**СПИСОК ЗАДАНИЙ:**
- 1) С кем, по словам интервью, Серое Фиолетовое пропало 31 января?
- 2) Согласуются ли с интервью эти утверждения? (а) Сначала акцию собирались провести в Авдеевке. (б) Идея акции появилась в начале лета. (в) Беседу провел журналист Евгений Берг.
- 3) Перепишите отрывок интервью от «Источник: Meduza» до «состоянии вы выехали из ДНР?», заменив «художественную» на «уличную».

**ТЕКСТ:**
┄┄┄┄┄┄
Перейти к материалам
истории

«Почему я должно унижаться перед вооруженными людьми?» Интервью Серого Фиолетового, освобожденного из ДНР после попытки провести там акцию в поддержку ЛГБТ

Источник: Meduza
Фото: @svintusoid / Instagram

14 февраля за пределы самопровозглашенной ДНР выдворили гражданского активиста Серое Фиолетовое, также известного как Олег Васильев и Маша Штерн. Серое Фиолетовое — агендер, предпочитающий идентифицировать себя в среднем роде (а если это невозможно из-за особенностей языка, то в женском). Серое Фиолетовое пропало вместе со своей спутницей Викторией Мирошниченко 31 января после пересечения границы ДНР. Молодые люди собирались провести в Донецке художественную акцию в поддержку ЛГБТ; об их судьбе не было достоверной информации до самого освобождения. Журналист «Медузы» Евгений Берг пообщался с Серым Фиолетовым и выяснил, почему эту акцию потребовалось проводить именно на территории ДНР.

— В каком состоянии вы выехали из ДНР?

— В нормальном — психически и морально. Ничего страшного там со мной не произошло. Единственное: я в чудовищно уставшем состоянии, потому что ночь не спало. Моя спутница тоже в нормальном состоянии.

— Как вам пришла идея устроить акцию в поддержку ЛГБТ-движения в ДНР?

— Сначала планировалось, что акция состоится на украинской стороне, в Авдеевке. Мысль пришла в голову в конце сентября; я всегда интересовалось акционизмом, было желание начать что-то делать. Одного из моих друзей-художников пригласили делать проект в Авдеевку, и я загорелось идеей. Были долгие попытки сделать все это в Украине, но оказалось, что мне могут помочь с организацией на территории [самопровозглашенной Донецкой народной] республики; понятно, что это более интересный и радикальный жест.

— А на Украине не получалось?
┄┄┄┄┄┄
**Записи из набора данных:**
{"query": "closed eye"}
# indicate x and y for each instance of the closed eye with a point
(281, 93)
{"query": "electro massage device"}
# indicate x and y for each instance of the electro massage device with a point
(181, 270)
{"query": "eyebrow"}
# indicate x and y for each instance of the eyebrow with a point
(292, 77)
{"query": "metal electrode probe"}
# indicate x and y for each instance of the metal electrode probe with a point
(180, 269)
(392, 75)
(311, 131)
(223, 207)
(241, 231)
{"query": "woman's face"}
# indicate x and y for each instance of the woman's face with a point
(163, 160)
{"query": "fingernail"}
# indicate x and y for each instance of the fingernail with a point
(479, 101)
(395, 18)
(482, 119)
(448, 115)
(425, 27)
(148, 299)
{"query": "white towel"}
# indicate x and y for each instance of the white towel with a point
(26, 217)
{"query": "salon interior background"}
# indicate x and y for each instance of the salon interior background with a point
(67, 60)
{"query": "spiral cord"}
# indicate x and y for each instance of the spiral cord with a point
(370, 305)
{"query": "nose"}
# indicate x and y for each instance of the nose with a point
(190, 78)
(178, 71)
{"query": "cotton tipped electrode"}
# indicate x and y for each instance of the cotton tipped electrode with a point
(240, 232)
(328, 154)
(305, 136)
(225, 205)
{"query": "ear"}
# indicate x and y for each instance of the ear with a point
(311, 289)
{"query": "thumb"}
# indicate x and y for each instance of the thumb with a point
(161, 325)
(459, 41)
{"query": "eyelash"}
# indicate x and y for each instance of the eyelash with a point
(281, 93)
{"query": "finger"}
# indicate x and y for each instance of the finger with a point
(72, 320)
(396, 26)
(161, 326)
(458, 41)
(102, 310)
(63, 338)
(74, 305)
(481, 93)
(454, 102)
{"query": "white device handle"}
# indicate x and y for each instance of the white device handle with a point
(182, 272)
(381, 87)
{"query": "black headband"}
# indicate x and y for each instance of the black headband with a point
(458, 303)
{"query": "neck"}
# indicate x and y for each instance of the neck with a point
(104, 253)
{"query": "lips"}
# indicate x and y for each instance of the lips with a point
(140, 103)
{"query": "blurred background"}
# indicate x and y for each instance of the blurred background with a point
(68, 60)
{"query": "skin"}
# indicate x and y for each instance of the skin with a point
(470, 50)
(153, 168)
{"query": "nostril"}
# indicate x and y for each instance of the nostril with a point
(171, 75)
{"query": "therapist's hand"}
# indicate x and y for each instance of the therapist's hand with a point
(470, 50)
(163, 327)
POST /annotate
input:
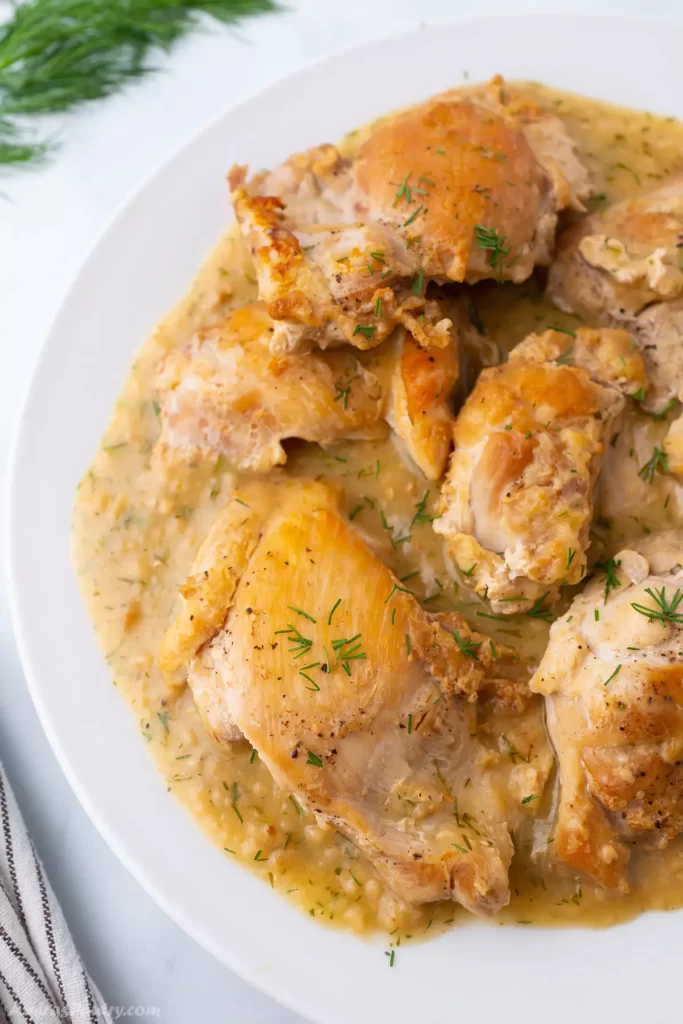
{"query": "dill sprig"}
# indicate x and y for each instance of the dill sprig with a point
(57, 55)
(666, 610)
(656, 463)
(487, 238)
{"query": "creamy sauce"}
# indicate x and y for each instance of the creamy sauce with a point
(138, 522)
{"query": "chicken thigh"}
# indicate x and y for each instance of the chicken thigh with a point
(450, 190)
(612, 678)
(517, 502)
(357, 700)
(226, 392)
(624, 266)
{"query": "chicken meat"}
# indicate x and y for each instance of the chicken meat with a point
(293, 634)
(623, 266)
(517, 502)
(450, 190)
(226, 392)
(612, 680)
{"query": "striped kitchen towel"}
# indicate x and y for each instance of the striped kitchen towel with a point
(42, 978)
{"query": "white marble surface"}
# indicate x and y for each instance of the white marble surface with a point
(48, 221)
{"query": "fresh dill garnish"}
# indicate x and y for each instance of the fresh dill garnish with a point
(467, 646)
(565, 357)
(343, 392)
(656, 463)
(614, 673)
(665, 610)
(611, 581)
(57, 55)
(625, 167)
(300, 644)
(487, 238)
(541, 610)
(665, 412)
(413, 215)
(404, 190)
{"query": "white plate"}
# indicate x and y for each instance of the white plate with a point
(140, 266)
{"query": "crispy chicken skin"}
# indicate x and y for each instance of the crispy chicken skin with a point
(553, 146)
(338, 685)
(418, 383)
(612, 678)
(458, 188)
(624, 266)
(227, 393)
(326, 276)
(517, 502)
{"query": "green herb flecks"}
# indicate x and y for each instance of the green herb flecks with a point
(655, 464)
(468, 646)
(541, 610)
(487, 238)
(665, 610)
(565, 357)
(610, 581)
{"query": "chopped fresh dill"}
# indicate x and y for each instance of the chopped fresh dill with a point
(565, 357)
(468, 646)
(656, 463)
(665, 610)
(487, 238)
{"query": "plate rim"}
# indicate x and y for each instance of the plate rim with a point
(12, 570)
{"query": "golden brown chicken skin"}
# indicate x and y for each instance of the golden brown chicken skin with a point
(517, 503)
(450, 190)
(358, 701)
(624, 266)
(226, 393)
(612, 677)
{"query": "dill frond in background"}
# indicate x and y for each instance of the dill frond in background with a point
(56, 55)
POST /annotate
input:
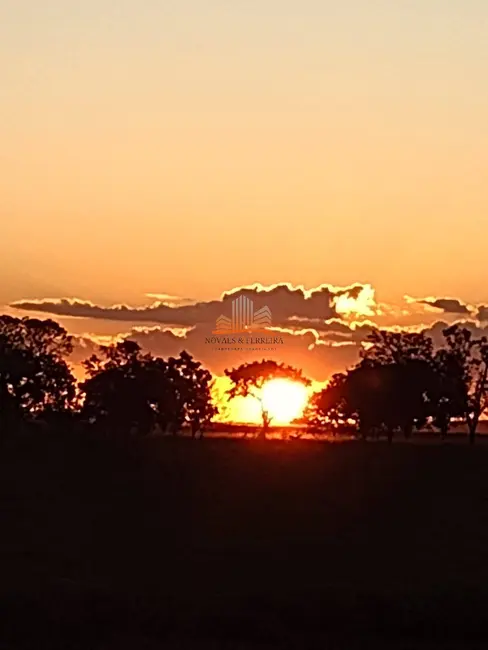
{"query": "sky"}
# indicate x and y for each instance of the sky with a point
(192, 147)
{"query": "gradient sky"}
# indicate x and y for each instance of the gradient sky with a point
(191, 146)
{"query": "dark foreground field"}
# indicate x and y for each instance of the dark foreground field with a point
(232, 544)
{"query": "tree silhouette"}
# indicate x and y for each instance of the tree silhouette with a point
(248, 379)
(35, 379)
(128, 391)
(465, 360)
(328, 409)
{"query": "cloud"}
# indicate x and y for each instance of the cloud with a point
(482, 313)
(447, 305)
(320, 330)
(284, 300)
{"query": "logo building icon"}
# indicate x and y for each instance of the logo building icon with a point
(244, 318)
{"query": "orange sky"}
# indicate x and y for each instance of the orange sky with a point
(189, 148)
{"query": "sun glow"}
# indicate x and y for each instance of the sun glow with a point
(284, 400)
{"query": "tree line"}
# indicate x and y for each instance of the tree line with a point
(400, 384)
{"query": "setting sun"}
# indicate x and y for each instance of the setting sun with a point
(284, 400)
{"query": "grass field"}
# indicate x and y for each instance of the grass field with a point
(242, 544)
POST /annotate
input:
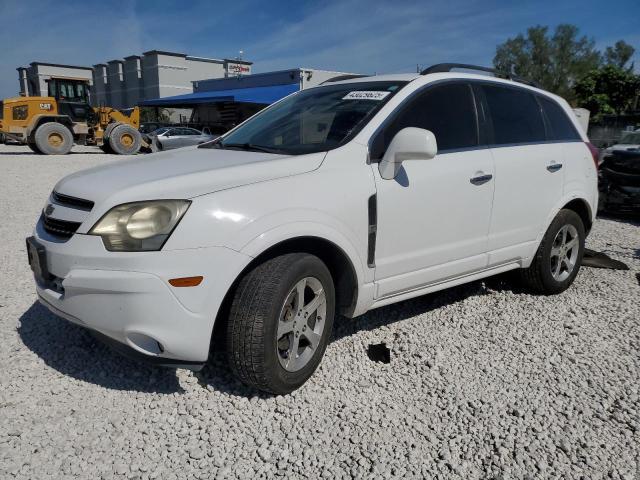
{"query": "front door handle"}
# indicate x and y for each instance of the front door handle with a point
(481, 179)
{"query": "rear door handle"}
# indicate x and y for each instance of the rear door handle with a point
(480, 179)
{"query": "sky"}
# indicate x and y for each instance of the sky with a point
(364, 36)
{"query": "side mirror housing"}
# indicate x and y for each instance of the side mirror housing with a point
(408, 144)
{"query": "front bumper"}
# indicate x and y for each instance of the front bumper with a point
(126, 297)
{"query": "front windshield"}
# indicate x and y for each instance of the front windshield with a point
(630, 138)
(314, 120)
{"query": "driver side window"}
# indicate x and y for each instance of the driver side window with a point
(446, 110)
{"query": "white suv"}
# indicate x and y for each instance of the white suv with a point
(337, 199)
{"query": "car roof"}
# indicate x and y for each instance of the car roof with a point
(429, 77)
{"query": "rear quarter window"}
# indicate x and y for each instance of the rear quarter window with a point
(514, 114)
(559, 126)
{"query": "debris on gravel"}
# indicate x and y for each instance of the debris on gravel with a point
(487, 381)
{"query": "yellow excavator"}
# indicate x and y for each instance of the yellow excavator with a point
(51, 125)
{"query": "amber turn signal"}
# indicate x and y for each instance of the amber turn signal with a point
(186, 281)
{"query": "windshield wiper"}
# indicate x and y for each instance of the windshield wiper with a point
(249, 147)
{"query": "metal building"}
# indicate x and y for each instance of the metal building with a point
(127, 82)
(222, 103)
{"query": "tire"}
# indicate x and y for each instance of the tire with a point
(34, 148)
(125, 140)
(544, 275)
(53, 139)
(106, 148)
(265, 300)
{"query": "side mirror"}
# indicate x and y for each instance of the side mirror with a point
(409, 144)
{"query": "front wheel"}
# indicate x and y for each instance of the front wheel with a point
(125, 140)
(559, 256)
(280, 322)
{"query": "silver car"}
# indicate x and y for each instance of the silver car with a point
(166, 138)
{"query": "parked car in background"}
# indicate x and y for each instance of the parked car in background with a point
(167, 138)
(619, 180)
(149, 127)
(628, 141)
(337, 199)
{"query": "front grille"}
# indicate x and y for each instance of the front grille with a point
(60, 228)
(73, 202)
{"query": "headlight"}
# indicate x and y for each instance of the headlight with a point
(139, 226)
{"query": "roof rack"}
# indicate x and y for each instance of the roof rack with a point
(339, 78)
(447, 67)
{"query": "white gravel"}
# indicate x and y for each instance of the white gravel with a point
(484, 381)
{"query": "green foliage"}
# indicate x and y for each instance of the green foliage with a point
(608, 89)
(555, 61)
(619, 55)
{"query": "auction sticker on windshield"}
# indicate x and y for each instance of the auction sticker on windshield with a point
(366, 95)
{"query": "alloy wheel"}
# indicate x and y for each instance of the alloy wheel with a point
(301, 324)
(564, 253)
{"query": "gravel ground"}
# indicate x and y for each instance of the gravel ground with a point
(484, 381)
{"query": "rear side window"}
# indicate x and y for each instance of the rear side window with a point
(447, 110)
(559, 126)
(515, 115)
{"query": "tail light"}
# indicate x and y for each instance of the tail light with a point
(595, 153)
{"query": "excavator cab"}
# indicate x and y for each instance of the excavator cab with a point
(72, 97)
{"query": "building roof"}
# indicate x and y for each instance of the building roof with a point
(261, 95)
(44, 64)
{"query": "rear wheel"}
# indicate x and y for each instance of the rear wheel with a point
(559, 256)
(125, 140)
(280, 322)
(53, 139)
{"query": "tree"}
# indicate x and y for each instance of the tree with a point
(619, 55)
(608, 89)
(555, 61)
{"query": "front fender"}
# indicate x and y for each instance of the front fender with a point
(305, 229)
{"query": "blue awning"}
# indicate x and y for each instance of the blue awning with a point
(263, 95)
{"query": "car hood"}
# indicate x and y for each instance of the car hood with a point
(622, 146)
(182, 173)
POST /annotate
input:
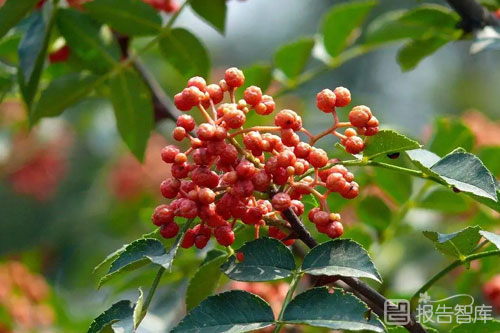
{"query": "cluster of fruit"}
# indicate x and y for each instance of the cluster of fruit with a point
(234, 173)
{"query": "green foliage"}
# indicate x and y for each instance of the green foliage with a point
(291, 58)
(450, 134)
(342, 257)
(341, 21)
(178, 46)
(133, 108)
(387, 142)
(135, 255)
(214, 12)
(265, 259)
(119, 313)
(61, 93)
(12, 12)
(338, 311)
(457, 244)
(129, 17)
(82, 35)
(205, 281)
(242, 311)
(373, 211)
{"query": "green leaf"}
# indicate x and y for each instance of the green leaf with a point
(373, 211)
(338, 311)
(213, 11)
(232, 311)
(491, 158)
(82, 35)
(426, 20)
(410, 55)
(12, 12)
(136, 254)
(204, 282)
(120, 311)
(477, 327)
(291, 58)
(129, 17)
(444, 200)
(32, 51)
(342, 257)
(397, 185)
(178, 47)
(491, 237)
(467, 173)
(450, 134)
(387, 142)
(138, 315)
(340, 22)
(62, 93)
(132, 103)
(457, 244)
(265, 259)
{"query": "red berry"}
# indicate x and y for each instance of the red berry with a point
(281, 201)
(360, 115)
(169, 230)
(253, 95)
(325, 100)
(343, 96)
(187, 122)
(354, 145)
(197, 82)
(168, 153)
(234, 77)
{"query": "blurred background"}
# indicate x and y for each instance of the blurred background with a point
(70, 193)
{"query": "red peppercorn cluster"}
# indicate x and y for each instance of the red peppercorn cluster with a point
(234, 173)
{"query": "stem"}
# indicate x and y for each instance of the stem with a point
(448, 269)
(293, 285)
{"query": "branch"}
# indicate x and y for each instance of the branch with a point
(474, 15)
(371, 297)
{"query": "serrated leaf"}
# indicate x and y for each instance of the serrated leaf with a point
(397, 185)
(130, 17)
(178, 47)
(82, 35)
(62, 93)
(342, 257)
(340, 22)
(32, 51)
(444, 200)
(120, 311)
(133, 107)
(411, 54)
(135, 255)
(373, 211)
(425, 20)
(467, 173)
(204, 282)
(265, 259)
(457, 244)
(233, 311)
(12, 12)
(491, 237)
(478, 327)
(387, 142)
(138, 315)
(450, 134)
(338, 311)
(213, 11)
(291, 58)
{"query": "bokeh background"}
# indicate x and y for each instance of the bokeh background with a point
(70, 193)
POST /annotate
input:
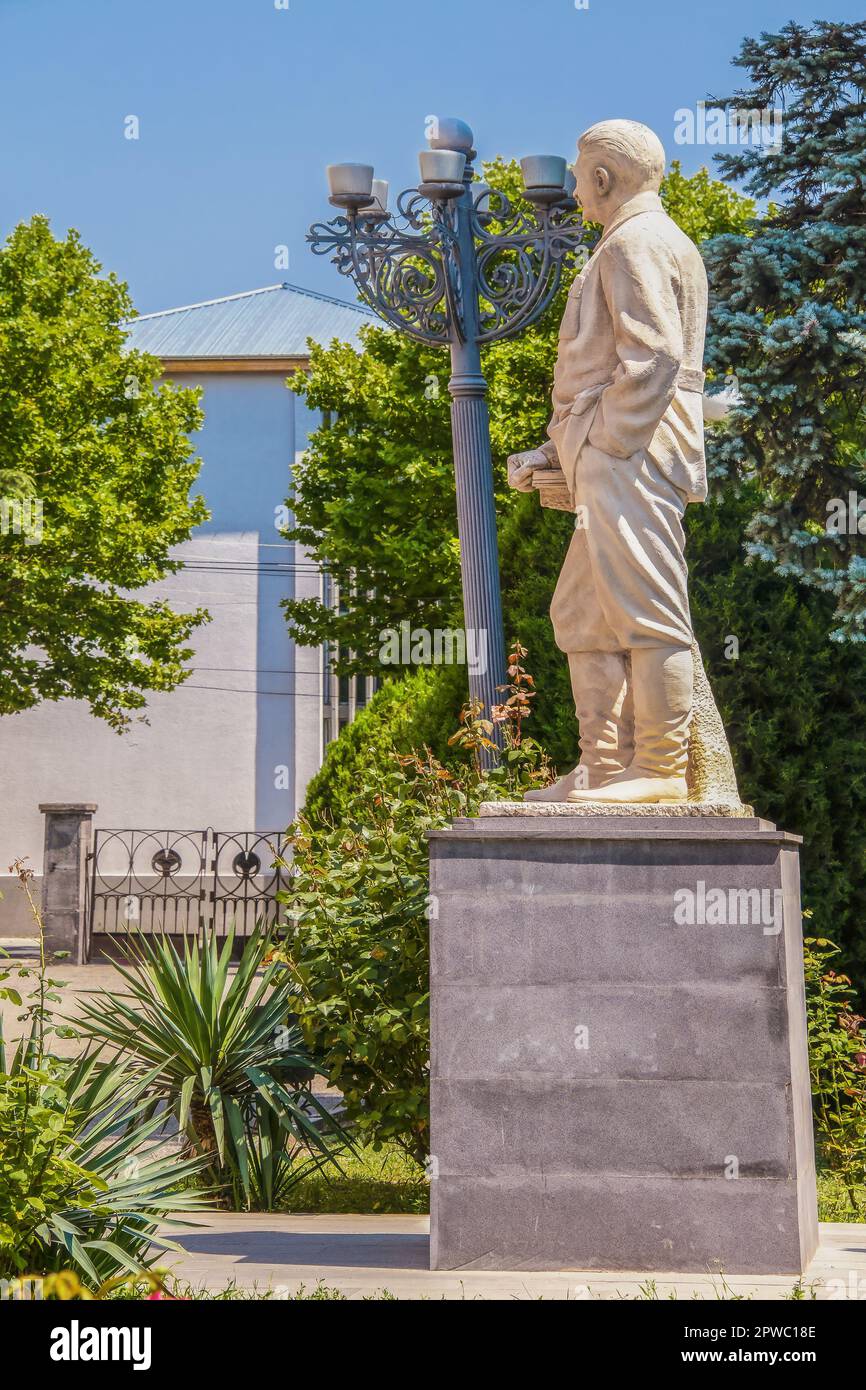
┄┄┄┄┄┄
**ОТВЕТЫ ПО ЗАДАНИЯМ:**
- 1) С Викторией Мирошниченко.

- 2)
(а) Да: «Сначала планировалось, что акция состоится на украинской стороне, в Авдеевке».
(б) Нет: «Мысль пришла в голову в конце сентября».
(в) Да: «Журналист «Медузы» Евгений Берг пообщался с Серым Фиолетовым».

- 3)
Источник: Meduza
Фото: @svintusoid / Instagram

14 февраля за пределы самопровозглашенной ДНР выдворили гражданского активиста Серое Фиолетовое, также известного как Олег Васильев и Маша Штерн. Серое Фиолетовое — агендер, предпочитающий идентифицировать себя в среднем роде (а если это невозможно из-за особенностей языка, то в женском). Серое Фиолетовое пропало вместе со своей спутницей Викторией Мирошниченко 31 января после пересечения границы ДНР. Молодые люди собирались провести в Донецке уличную акцию в поддержку ЛГБТ; об их судьбе не было достоверной информации до самого освобождения. Журналист «Медузы» Евгений Берг пообщался с Серым Фиолетовым и выяснил, почему эту акцию потребовалось проводить именно на территории ДНР.

— В каком состоянии вы выехали из ДНР?